PROVIDED DATA: Begin

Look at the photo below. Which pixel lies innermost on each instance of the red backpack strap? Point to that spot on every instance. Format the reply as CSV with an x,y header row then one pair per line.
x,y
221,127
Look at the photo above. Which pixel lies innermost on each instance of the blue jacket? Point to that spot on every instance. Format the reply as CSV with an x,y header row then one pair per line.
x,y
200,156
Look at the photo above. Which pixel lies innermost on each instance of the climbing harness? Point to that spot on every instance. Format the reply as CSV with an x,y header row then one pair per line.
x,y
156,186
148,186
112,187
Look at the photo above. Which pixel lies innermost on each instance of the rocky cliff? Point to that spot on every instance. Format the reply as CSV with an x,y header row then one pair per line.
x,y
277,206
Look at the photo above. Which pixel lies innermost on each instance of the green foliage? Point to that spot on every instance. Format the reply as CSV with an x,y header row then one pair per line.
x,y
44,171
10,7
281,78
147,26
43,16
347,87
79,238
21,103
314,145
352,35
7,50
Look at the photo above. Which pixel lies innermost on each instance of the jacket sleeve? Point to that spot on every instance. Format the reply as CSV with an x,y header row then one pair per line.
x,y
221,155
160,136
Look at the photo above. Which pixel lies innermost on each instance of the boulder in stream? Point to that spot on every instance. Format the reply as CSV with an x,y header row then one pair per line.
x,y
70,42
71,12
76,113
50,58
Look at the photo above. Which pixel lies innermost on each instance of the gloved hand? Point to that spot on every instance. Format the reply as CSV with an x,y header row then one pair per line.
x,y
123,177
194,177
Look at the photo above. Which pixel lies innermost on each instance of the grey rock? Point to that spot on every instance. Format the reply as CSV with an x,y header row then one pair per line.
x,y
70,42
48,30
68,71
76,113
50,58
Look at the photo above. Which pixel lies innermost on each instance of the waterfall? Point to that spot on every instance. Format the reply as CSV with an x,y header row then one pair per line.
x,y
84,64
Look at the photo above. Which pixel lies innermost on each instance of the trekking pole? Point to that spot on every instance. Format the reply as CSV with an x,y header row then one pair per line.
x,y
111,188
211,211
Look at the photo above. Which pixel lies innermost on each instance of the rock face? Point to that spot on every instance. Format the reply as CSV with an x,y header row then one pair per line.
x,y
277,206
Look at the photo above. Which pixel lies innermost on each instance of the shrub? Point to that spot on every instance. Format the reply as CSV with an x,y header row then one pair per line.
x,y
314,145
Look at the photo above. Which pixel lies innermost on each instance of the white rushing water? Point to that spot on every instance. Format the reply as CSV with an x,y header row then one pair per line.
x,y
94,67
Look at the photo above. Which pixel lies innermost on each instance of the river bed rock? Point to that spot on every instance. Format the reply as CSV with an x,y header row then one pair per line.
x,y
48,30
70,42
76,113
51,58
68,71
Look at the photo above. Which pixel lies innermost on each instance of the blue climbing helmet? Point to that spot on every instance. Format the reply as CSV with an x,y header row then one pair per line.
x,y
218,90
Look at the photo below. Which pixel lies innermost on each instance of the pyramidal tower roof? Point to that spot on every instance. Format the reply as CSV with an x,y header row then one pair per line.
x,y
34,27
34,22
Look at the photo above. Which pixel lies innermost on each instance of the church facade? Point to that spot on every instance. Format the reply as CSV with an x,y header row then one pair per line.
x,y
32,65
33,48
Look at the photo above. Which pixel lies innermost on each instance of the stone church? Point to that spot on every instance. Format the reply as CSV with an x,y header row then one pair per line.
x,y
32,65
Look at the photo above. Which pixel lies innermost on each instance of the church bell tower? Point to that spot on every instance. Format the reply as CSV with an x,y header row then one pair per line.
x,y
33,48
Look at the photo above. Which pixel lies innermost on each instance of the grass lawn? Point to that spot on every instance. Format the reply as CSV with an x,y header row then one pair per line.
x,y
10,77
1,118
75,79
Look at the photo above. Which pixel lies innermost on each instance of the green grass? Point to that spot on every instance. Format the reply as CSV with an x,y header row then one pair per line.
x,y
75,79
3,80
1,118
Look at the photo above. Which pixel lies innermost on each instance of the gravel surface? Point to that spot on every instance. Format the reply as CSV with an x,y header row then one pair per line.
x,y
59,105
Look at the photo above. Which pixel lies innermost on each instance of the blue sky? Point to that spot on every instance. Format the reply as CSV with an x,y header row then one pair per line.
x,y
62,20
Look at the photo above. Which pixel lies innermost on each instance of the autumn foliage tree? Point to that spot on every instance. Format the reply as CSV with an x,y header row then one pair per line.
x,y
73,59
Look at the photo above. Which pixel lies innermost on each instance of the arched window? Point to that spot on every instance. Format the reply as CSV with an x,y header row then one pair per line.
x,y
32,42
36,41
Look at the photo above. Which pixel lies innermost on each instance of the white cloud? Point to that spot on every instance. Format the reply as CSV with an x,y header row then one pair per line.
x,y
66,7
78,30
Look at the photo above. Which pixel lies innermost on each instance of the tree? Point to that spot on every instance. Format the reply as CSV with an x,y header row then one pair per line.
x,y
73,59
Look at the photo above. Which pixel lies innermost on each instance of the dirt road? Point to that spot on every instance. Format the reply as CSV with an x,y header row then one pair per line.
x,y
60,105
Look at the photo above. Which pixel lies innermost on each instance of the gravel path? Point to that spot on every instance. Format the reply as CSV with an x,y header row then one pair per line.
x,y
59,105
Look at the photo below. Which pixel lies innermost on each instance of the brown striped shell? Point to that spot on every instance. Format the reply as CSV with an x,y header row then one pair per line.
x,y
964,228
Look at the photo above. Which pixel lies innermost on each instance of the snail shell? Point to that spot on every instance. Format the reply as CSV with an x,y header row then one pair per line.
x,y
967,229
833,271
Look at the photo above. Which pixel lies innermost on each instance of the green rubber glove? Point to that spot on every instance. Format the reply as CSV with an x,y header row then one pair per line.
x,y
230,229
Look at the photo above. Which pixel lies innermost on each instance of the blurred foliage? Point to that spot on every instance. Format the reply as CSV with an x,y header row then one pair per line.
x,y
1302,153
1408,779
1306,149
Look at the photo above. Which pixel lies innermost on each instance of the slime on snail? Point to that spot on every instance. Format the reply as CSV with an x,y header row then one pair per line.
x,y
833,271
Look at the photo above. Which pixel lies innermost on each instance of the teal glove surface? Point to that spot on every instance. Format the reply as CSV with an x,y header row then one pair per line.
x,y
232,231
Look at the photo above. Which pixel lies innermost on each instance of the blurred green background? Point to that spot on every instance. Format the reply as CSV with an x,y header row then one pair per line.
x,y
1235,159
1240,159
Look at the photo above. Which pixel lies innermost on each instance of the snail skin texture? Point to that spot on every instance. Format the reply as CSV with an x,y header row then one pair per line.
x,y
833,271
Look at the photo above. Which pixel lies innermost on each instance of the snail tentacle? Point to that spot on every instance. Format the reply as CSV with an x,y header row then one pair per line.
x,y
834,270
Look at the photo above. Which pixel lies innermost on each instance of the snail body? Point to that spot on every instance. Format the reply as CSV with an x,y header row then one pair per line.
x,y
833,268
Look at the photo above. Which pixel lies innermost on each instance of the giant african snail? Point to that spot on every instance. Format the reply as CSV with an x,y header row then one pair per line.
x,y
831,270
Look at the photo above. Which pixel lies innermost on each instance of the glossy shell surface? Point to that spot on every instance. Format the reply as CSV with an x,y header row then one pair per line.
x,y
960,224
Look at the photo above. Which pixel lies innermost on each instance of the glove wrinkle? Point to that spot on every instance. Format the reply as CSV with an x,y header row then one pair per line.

PROVIDED DATA: End

**TASK INSTRUCTIONS:**
Give back all of the data exactly, with every line intact.

**TASK OUTPUT:**
Look at the photo below. Which pixel lies innermost on each instance of the red backpack strap? Point to that spot on every instance. Format the reply as CSV with an x,y header row then one pair per line.
x,y
221,127
Look at the photo above. Which pixel lies innermost on each instance of the blue jacket? Point to that spot on every instance. Format the reply as CSV with an x,y header row then one pair per line.
x,y
200,156
Look at the photo above. Which pixel lies innermost on each instance of the climbing harness? Point to that spot on every instance. Format the reply as CSV with an x,y header row then one pair per line.
x,y
156,186
148,186
112,187
Look at the photo above. Which pixel lies innermost on each instance of the rocky cliff? Point to that spot on every instance. Format the reply as CSV with an x,y header row then one pair per line.
x,y
277,206
Look at the photo above. Which pixel lies innermost on each instance of the green foliage? Point to that spot on every instance. Format the reply as CSV with an x,y header row then one pair per line.
x,y
44,171
10,7
281,78
147,26
43,16
347,87
79,238
21,103
314,145
352,35
7,50
Look at the photo above. Which pixel lies innermost on each instance of the jacket sleeve? Point to that spot on every instance. Format the reply as CSV with an x,y header row then one pair per line.
x,y
221,155
160,136
Look at the photo above. Which pixel lies innermost on each instance of the boulder in stream? Point to that spot on every instance. Format the reply as CSV with an x,y header row then one pair per line.
x,y
70,42
71,12
76,113
50,58
Look at the photo above. Which pixel lies innermost on each instance of the gloved hand? Point to that spot on every instance. Format the reply as CSV with an x,y header row then one pair per line.
x,y
123,177
194,177
Look at the photo above. Which pixel lies innermost on each instance of the grey rock? Point to that spot on every instance. Format the reply as CSV with an x,y header row then one pair per line.
x,y
70,42
48,30
68,71
76,113
50,58
Look at the photo above. Which pixel lies innermost on each instance of the waterfall? Point to that spot on every instance. Format the reply as CSV with an x,y header row then one pair per line.
x,y
84,64
Look at the photo above. Which pixel lies innermost on each instance of the trekking pole? Point to that spot on every instance. Format the reply as CSV with an x,y header row then one pair per line.
x,y
111,188
211,211
Look at the photo above. Which pixel lies innermost on each instance of the rock face? Point to that spot on every instance. Format the reply as CSV with an x,y header row then one pair per line.
x,y
277,206
Look at the photo above. Which pixel lies innermost on each instance of the shrub? Point to that spot on every instance. Format the reply as CSV with an x,y header row then one pair per line.
x,y
314,145
Look at the photo above. Which pixel lies innermost on each instance of the white rushing water? Point to that spot on every instance. Format the reply as CSV with an x,y header row then one pair per line.
x,y
94,67
Look at the photo above. Which pixel lies innermost on each instance of the river bed rock? Point to that spot on every instance. Format the reply as CSV with an x,y header row then one pair per line.
x,y
48,30
70,42
76,113
51,58
68,71
Look at the photo above. Which pixel lies innermost on each instance of the blue climbing helmet? Point to that spot on every instance. Format the reply as CSV with an x,y header row then one pair per line.
x,y
218,90
Look at the photo below. Which pixel lies innermost on each instance of the pyramidal tower roof? Point to that spot on every instance. Format the reply as CSV with an x,y header row then one pair per line.
x,y
34,27
34,22
Look at the photo above. Which pixel lies innermost on each instance of the church facade? Point to that spot on every instance. Format the reply as CSV with an x,y header row then one pair per line.
x,y
32,65
33,48
Look at the photo above. Which pixel lies innermost on each instance of the stone church? Point to that spot on every instance. Format the reply as CSV with an x,y header row then one pair per line.
x,y
32,65
Look at the photo above. Which pixel lies innermost on each instance of the church bell tower? Point to that spot on every instance. Format the reply as CSV with an x,y header row then one pair per line.
x,y
33,48
Look at the photo above. Which pixel lies innermost on each instance of the grass lawn? Point to that spot on every instance. Format the reply as CSV with an x,y header row then one pair per line.
x,y
10,77
1,118
75,79
Look at the photo above. Which pixel lies innermost on each instance of the green grass? Point to that spot on every instance. Format the reply as CSV with an x,y header row then one pair per line.
x,y
75,79
3,80
1,118
Look at the photo above. Which pixel lies innermost on each instance of the gravel surface? Point to that spot on every instance. Format the reply as CSV with an x,y header row then one pair per line.
x,y
59,105
Look at the photo above. Which pixel lies innermost on each instance of the blue sky? Point to that spot on every instance. Format the reply as CSV with an x,y header row then one pair per line.
x,y
62,20
Look at the photo above. Which pixel lies innermost on each instance of the autumn foliage tree? Point to that spot on every instance. Format the reply as CSV with an x,y header row then one pair per line.
x,y
73,59
Look at the photo above. Which pixel lies innermost on each instance of the arched window? Point to that spot on every instance. Format the reply as CSV with an x,y header row then one pair per line.
x,y
32,42
36,41
Look at the photo above. Which pixel lies innermost on each instance of the white cloud? Point to that spot on every instance. Format the reply as CSV with an x,y header row then one pair per line.
x,y
66,7
78,30
Look at the photo above. Which pixel lies innermost on each instance of the tree? Point to that spot on every instance. Format the reply as CSV with an x,y header row then one pair per line.
x,y
73,59
Look at the photo above. Which pixel lies innermost on each instance of the dirt road? Point to that spot on every instance. Format the reply as CSV with an x,y header row then one pair per line.
x,y
60,105
Look at the photo above. Which pixel lies innermost on each instance of the gravel path? Point to that spot on every instance. Format the reply as CSV with an x,y header row then one pair per line.
x,y
59,105
Look at the photo below. Which pixel lies innermost on each instance of the brown striped shell? Point to that spot on every instance. Format the reply as CSV with an x,y header row then one pair per line.
x,y
964,228
Look at the photo above. Which pixel lies innermost on each instance of the snail shell? Point to that spot on every instance. Format the reply as CSV with an x,y header row then one pair per line.
x,y
967,229
833,271
Look at the photo above. Which pixel lies innermost on each instance of the green rubber glove? Point to that spot on every instance. Format the reply as CSV with an x,y header row then one pair per line.
x,y
230,229
Look at the photo above. Which pixel lies innermost on each instance of the blurred foliage? Point to that spot on every instance. Format the reply as CSV with an x,y header row then one pair per line.
x,y
1302,153
1408,779
1306,149
Look at the photo above. Which pixel lies innermost on each instance of the slime on snail? Point to that spot on every instance. Format the reply as CSV with an x,y header row then one pair per line.
x,y
833,271
Look at the photo above. Which pixel lies innermost on each instance of the teal glove surface? Point to that spot on every instance. Format the reply as CSV with an x,y header row then one pair per line.
x,y
232,231
Look at the photo above. Which pixel lies innermost on each instance of the blurred green background? Point to that spot on every instance. Format the reply as CSV with an x,y header row then one pair per line.
x,y
1235,159
1240,159
Look at the photo above. Which pixel lies innermost on each instance of the snail skin texture? Point to that spot on every instance. Format the reply as CSV with an x,y header row then one pair per line.
x,y
833,271
Look at the photo above. Which pixel lies innermost on each instance of the snail tentacle? Point to that spot on every instance. Format the reply as CSV with an x,y header row then one pair per line.
x,y
834,270
Look at the photo above. Which pixel lies innermost on each instance of the snail body? Point to that spot on every instance. Format the reply as CSV with an x,y header row then one pair per line.
x,y
833,268
Look at the photo above. Which pixel lies innermost on each instance of the giant african snail? Point to that spot on every instance. Format the reply as CSV with an x,y header row then one pair per line.
x,y
831,270
Look at the photo above. Which pixel lies innermost on each instance of the glossy shell surface? Point to that spot on every instance. Format the reply as CSV with an x,y header row then one pair per line.
x,y
960,224
Look at the photo above. Which pixel lies innermost on each instance of the glove wrinkle? Point to that spot on every instance. Format the reply as CSV with an x,y header row then one pair per line.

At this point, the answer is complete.